*Consigne*
Modifiez, s'il vous plaît, l'extrait sur l'ouverture de l'école aux parents : recopiez-le de « Quelque trois cents » jusqu'à « quinzaine de territoires. » inclus, en remplaçant « réunion » par « rencontre ».

*Extrait choisi*
++++++++
Quelque trois cents personnes – militants associatifs, parents, enseignants, élus… – ont planché samedi 11 avril sur les moyens d’ouvrir davantage l’école aux parents, notamment les plus pauvres. Pour les participants, il s’agit d’une condition sine qua non pour combattre l’échec scolaire qui touche les enfants les plus fragiles et leur permettre de réussir autant que les autres. La réunion s’est achevée par un appel à «essaimer dans 1001 quartiers» les expériences déjà menées sur une quinzaine de territoires.
++++++++
*Données brutes*
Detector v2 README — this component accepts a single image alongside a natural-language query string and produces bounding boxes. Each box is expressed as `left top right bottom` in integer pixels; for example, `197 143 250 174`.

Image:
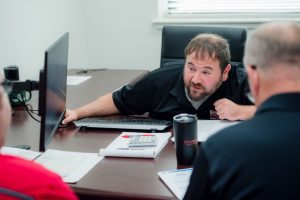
++++++++
*Réponse*
Quelque trois cents personnes – militants associatifs, parents, enseignants, élus… – ont planché samedi 11 avril sur les moyens d’ouvrir davantage l’école aux parents, notamment les plus pauvres. Pour les participants, il s’agit d’une condition sine qua non pour combattre l’échec scolaire qui touche les enfants les plus fragiles et leur permettre de réussir autant que les autres. La rencontre s’est achevée par un appel à «essaimer dans 1001 quartiers» les expériences déjà menées sur une quinzaine de territoires.